Saved entries
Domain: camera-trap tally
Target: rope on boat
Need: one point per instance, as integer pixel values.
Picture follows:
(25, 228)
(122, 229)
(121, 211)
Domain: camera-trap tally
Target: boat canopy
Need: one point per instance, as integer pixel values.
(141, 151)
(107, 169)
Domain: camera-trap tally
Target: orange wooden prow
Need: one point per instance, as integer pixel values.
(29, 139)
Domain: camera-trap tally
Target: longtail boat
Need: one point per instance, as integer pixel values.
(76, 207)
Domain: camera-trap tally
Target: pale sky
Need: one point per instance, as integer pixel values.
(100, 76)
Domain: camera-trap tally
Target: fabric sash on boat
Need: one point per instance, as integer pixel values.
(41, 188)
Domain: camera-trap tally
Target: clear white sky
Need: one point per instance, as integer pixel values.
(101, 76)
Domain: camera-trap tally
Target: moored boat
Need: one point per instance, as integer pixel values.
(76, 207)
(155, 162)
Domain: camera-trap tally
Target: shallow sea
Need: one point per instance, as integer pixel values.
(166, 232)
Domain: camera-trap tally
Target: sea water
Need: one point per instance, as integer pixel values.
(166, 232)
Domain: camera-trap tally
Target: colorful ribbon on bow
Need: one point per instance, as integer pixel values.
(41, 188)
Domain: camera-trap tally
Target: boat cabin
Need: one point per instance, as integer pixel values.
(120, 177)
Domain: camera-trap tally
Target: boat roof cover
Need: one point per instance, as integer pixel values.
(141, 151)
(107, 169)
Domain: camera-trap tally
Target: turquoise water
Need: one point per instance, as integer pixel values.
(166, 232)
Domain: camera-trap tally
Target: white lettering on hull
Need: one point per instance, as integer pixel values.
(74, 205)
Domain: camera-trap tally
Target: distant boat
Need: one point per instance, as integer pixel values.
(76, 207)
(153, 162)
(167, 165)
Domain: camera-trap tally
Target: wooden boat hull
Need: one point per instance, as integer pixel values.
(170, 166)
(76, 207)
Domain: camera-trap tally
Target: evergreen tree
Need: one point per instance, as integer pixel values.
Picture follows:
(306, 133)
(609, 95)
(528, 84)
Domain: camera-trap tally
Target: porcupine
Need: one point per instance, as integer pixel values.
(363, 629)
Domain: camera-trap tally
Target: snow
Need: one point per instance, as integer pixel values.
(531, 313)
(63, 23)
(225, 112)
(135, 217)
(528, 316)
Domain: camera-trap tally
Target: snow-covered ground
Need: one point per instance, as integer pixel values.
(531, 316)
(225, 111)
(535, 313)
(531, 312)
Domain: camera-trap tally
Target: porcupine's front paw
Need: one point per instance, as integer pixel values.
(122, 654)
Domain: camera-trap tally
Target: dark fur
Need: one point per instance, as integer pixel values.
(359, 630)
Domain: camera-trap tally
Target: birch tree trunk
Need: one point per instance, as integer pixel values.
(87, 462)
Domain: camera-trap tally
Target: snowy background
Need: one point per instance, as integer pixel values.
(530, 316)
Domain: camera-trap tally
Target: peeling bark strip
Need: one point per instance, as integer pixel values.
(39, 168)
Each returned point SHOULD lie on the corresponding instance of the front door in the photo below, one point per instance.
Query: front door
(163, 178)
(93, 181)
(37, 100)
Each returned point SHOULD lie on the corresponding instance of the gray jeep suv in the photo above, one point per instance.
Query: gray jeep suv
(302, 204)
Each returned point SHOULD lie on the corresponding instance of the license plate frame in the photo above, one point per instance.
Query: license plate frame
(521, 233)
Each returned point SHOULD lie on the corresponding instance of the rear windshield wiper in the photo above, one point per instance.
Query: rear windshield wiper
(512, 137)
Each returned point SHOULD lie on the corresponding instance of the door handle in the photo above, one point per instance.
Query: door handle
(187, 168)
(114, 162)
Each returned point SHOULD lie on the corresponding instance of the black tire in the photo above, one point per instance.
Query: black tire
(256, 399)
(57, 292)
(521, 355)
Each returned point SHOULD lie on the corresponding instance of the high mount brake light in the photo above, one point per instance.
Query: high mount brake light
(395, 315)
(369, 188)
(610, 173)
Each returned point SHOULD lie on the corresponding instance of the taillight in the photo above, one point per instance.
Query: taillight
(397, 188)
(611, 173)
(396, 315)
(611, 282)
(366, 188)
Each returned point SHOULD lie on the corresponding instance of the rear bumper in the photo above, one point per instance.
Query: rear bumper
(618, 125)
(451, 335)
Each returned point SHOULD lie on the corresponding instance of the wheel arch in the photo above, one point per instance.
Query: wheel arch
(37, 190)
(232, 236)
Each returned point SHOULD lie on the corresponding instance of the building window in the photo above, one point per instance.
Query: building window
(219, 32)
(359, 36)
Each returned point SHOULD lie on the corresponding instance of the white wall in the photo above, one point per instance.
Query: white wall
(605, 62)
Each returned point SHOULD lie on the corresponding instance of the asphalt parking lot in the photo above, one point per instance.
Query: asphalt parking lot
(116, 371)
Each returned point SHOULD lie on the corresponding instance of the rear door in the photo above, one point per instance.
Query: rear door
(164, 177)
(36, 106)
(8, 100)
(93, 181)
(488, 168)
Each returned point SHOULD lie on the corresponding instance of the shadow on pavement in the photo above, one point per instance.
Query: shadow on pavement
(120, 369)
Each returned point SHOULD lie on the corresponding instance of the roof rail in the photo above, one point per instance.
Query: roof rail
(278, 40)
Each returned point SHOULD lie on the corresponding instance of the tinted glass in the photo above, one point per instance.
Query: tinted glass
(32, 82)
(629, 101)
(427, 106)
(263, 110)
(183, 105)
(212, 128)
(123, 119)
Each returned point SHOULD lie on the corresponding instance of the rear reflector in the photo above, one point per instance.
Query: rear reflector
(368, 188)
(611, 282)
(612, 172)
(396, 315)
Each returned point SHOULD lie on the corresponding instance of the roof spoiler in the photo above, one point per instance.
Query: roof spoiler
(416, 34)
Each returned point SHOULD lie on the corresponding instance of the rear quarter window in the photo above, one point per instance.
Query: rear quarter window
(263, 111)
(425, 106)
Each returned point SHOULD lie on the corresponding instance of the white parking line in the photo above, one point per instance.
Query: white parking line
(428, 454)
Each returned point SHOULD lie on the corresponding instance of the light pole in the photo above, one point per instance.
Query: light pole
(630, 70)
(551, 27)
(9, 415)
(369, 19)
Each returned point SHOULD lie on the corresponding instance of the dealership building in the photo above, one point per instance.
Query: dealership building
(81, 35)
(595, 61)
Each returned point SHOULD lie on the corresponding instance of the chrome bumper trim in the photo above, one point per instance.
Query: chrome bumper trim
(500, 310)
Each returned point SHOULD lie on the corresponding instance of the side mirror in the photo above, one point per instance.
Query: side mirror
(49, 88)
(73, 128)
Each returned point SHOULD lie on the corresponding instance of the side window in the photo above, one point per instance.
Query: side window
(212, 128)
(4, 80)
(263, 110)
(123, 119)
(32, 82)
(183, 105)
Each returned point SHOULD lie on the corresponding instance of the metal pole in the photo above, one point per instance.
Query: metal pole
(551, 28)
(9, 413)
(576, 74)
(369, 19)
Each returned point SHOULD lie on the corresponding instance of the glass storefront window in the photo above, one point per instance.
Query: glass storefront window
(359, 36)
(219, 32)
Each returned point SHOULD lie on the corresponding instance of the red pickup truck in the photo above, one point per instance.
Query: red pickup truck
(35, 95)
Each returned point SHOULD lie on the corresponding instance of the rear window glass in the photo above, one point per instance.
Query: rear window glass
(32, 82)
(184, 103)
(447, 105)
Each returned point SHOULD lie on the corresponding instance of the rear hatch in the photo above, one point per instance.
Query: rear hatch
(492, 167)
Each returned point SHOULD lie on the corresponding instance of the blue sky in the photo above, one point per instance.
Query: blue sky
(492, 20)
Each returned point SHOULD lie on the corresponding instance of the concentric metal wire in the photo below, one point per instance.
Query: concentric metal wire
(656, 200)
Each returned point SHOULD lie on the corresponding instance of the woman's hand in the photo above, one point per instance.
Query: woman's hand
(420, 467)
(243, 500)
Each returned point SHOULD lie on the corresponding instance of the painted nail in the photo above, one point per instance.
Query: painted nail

* WORK REQUIRED:
Please reproduce the lines from the line with "Target: orange wooden prow" to the line with "Target: fabric sash on boat", both ends included, exactly as they appear above.

* OUTPUT FOR THIS EXERCISE:
Target: orange wooden prow
Need: one point per instance, as integer pixel values.
(29, 139)
Domain: camera-trap tally
Target: longtail boat
Need: one point per instance, as integer pixel values.
(76, 207)
Domain: camera-trap tally
Target: pale sky
Need: one point per instance, as integer pixel values.
(100, 76)
Domain: camera-trap tally
Target: fabric sash on boat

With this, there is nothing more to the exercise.